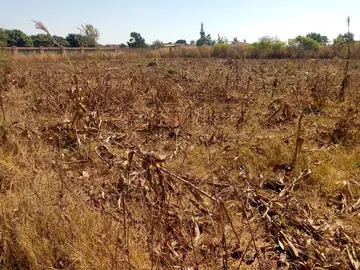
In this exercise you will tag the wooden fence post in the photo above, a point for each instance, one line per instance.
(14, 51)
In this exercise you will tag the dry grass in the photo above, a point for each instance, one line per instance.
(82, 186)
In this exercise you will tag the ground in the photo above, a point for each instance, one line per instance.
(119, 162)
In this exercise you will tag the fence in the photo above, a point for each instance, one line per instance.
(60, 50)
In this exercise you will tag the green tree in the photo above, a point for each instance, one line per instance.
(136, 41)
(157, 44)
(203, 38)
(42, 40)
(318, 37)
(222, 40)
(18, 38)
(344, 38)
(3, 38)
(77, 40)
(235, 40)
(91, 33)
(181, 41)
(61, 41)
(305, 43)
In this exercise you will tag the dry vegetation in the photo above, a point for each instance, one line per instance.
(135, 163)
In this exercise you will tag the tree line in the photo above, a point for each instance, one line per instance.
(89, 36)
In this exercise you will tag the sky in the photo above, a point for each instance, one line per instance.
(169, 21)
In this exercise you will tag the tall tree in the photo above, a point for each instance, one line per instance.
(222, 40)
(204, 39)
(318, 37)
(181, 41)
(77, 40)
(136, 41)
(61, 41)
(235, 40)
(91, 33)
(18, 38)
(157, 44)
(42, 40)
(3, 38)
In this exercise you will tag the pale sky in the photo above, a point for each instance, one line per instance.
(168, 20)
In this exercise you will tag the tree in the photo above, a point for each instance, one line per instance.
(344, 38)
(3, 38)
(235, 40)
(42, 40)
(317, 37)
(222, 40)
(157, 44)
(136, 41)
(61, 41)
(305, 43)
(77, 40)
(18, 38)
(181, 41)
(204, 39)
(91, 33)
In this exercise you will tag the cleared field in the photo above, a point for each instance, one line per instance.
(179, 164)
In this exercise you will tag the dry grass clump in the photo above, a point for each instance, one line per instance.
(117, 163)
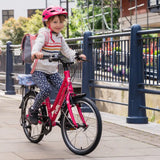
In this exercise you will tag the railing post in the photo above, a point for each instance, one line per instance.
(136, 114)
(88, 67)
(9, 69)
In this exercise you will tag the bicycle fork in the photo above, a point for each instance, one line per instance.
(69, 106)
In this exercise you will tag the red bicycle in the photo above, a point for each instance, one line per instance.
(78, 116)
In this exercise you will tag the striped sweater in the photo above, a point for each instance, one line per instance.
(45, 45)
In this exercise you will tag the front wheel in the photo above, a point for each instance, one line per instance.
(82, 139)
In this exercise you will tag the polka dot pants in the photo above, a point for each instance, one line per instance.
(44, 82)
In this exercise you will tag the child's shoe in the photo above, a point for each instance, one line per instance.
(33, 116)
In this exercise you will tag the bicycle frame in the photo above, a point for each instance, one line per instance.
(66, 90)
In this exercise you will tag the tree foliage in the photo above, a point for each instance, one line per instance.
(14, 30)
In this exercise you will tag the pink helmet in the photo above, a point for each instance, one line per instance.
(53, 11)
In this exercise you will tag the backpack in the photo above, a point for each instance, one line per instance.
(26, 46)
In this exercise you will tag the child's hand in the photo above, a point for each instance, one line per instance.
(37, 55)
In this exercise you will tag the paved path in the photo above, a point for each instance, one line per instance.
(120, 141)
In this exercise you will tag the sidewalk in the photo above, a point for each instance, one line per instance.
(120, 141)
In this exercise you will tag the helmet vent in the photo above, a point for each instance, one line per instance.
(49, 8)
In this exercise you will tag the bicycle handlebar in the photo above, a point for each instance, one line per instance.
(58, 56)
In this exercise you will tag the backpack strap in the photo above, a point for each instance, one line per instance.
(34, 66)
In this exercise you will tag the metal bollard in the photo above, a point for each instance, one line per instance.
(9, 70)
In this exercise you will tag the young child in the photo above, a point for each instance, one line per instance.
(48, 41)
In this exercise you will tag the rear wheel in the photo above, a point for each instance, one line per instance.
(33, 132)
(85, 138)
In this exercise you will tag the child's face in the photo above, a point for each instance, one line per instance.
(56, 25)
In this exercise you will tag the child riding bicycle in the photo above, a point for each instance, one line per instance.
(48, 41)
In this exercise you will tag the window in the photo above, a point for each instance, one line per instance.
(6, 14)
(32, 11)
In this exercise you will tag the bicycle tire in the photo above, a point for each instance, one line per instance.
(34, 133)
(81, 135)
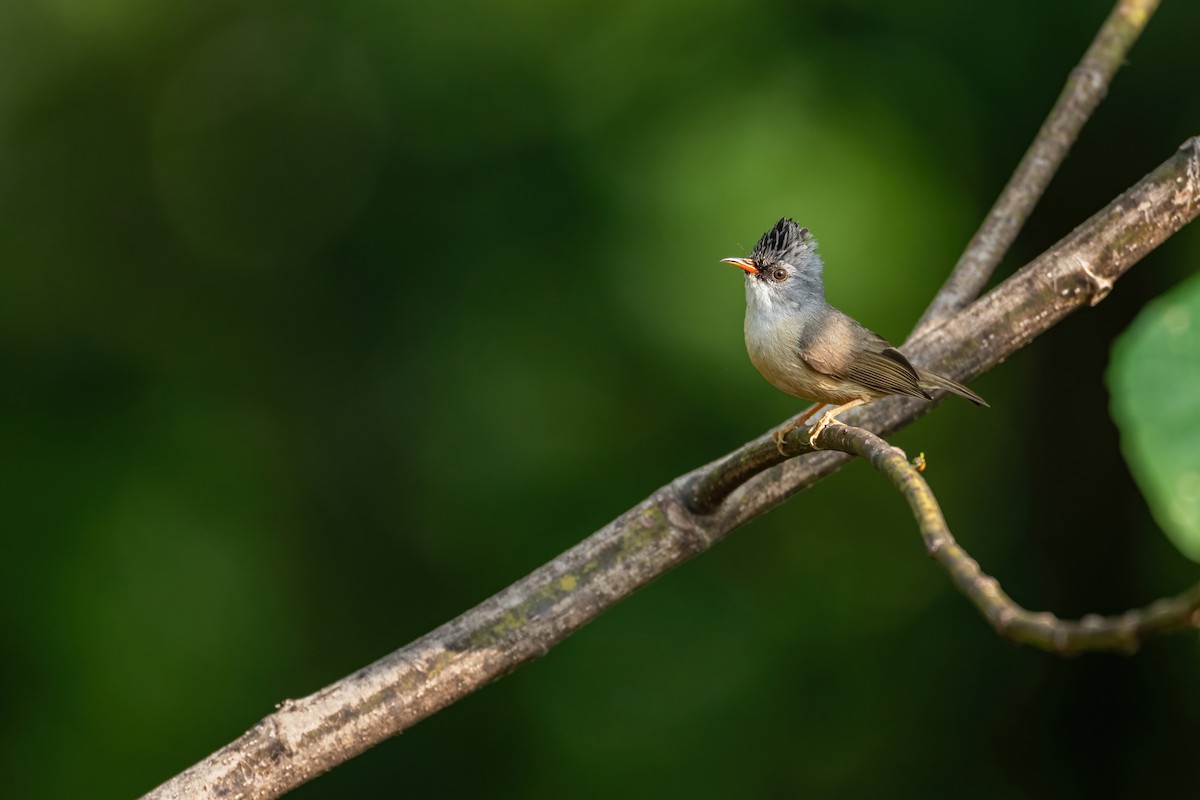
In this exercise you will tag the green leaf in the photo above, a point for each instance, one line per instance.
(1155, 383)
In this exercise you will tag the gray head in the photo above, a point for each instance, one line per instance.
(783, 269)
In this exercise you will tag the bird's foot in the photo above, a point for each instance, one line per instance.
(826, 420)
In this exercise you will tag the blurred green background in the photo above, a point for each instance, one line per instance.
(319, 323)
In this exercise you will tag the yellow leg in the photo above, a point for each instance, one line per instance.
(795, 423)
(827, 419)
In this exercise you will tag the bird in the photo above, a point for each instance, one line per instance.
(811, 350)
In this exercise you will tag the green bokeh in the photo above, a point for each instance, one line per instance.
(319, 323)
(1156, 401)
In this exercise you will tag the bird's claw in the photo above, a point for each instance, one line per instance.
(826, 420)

(Work required): Repeat the data exactly in full, omitting its pictures.

(Expected output):
In this exercise you will tag the wooden fence post in the photo above, a point for each instance, one line per instance.
(14, 51)
In this exercise you will tag the dry grass in the photo above, a point for each instance, one line per instance.
(82, 186)
In this exercise you will tag the ground in the photo above, a point for each instance, one line per instance.
(119, 162)
In this exercise you will tag the fence in the photo above, a point for each instance, one line per instance.
(60, 50)
In this exercise you will tag the green tree in the photo above, a point for each instance, one line per instance.
(136, 41)
(157, 44)
(203, 38)
(42, 40)
(318, 37)
(222, 40)
(18, 38)
(344, 38)
(3, 38)
(77, 40)
(235, 40)
(91, 33)
(181, 41)
(61, 41)
(305, 43)
In this exercise you will tag the dry vegetation in the photo above, a point for each instance, one line per instance.
(135, 163)
In this exercise you will tag the tree line in the photo above, a point for each instance, one line per instance.
(89, 36)
In this exercise you will tag the sky in the photo above, a point for each instance, one line per instance.
(169, 21)
In this exercise you will tag the tall tree in the photo above, a point for each instance, one line per instance.
(222, 40)
(204, 39)
(318, 37)
(181, 41)
(77, 40)
(136, 41)
(61, 41)
(235, 40)
(91, 33)
(18, 38)
(157, 44)
(42, 40)
(3, 38)
In this exercise you will tag the pale sky in the photo above, a point for each instance, one line per instance.
(168, 20)
In this exercise you will tag the tree in the photo above, a point for each instance, one line per instance.
(344, 38)
(3, 38)
(235, 40)
(42, 40)
(317, 37)
(222, 40)
(157, 44)
(136, 41)
(61, 41)
(305, 43)
(77, 40)
(18, 38)
(181, 41)
(204, 39)
(91, 33)
In this exercise you will tag the cleared field in the photo above, a point for each instance, one line per instance.
(179, 164)
In this exercise you will tag the dry grass clump in the photo above, a point for each instance, one line per instance.
(117, 163)
In this exercise you will tag the railing post in the photo above, a point for each instance, one line per instance.
(136, 114)
(88, 67)
(9, 69)
In this exercise you will tag the bicycle fork in the photo above, a point for each instance, one line per instance.
(69, 106)
In this exercise you will tag the red bicycle in the photo above, a point for each instance, one line per instance.
(78, 116)
In this exercise you will tag the striped sweater in the photo above, a point for each instance, one line per instance.
(45, 45)
In this exercise you will tag the front wheel in the photo above, a point for each instance, one line per instance.
(82, 139)
In this exercise you will tag the polka dot pants in the photo above, a point for each instance, one line per instance.
(44, 82)
In this exercise you will tag the child's shoe in the photo above, a point for each instance, one line per instance.
(33, 116)
In this exercise you will tag the bicycle frame in the photo above, a point for each instance, one line per instance.
(66, 90)
In this exercise you will tag the tree foliage in the photo above, a point for each instance, one line per instance.
(14, 30)
In this exercise you will tag the pink helmet in the photo above, a point for each instance, one line per instance.
(53, 11)
In this exercise you will tag the backpack in the photo above, a point for each instance, one line per instance.
(26, 46)
In this exercise you will tag the child's hand in the photo above, a point for each instance, one line per instance.
(37, 55)
In this exercise you will tag the paved path in the photo above, a point for each instance, one line per instance.
(120, 141)
In this exercise you will tag the sidewalk in the photo above, a point for each instance, one line per instance.
(120, 141)
In this exercise you will tag the helmet vent in the photo above, a point for each instance, one line per instance.
(49, 8)
In this exercise you will tag the bicycle handlebar in the photo above, a point for each instance, one line per instance.
(58, 56)
In this exercise you will tag the backpack strap in the photo above, a point for each instance, one line per instance.
(34, 66)
In this exercise you will tag the metal bollard in the photo above, a point for each instance, one line per instance.
(9, 70)
In this exercise you will tag the young child in the photo above, a point for each instance, one line per instance.
(48, 41)
In this exercise you will tag the rear wheel in the photo above, a point for each instance, one line per instance.
(33, 132)
(85, 138)
In this exercise you will tag the child's face in the photo above, a point for each instance, one line per instance.
(56, 25)
In this exercise you will tag the child riding bicycle in the photo above, a point for each instance, one line per instance.
(48, 41)
In this exercise you will tag the window in the photo above, a point for each instance, one line per instance.
(6, 14)
(32, 11)
In this exercise you will tag the bicycle tire in the photo above, a point for each instance, one line per instance.
(34, 133)
(81, 135)
In this exercise you will tag the green leaf in the photo above, a point for each instance, one line per instance.
(1155, 383)
In this exercise you will tag the gray head in the photo above, a point for each instance, one line per instance.
(783, 269)
In this exercise you will tag the bird's foot in the photo above, a point for each instance, one line per instance.
(826, 420)
In this exercise you will tag the blurred green background in the photo above, a point for each instance, one line per instance.
(319, 323)
In this exercise you will tag the yellow leg in the photo above, a point for each instance, one line per instance.
(795, 423)
(827, 419)
In this exercise you will tag the bird in the photo above, a point for each instance, one line per instance.
(811, 350)
In this exercise you will tag the green bokeh in the photo above, a point for each instance, one line per instance.
(319, 323)
(1156, 401)
In this exercise you will tag the bird's claw in the photo above, a point for each instance, one line per instance.
(826, 420)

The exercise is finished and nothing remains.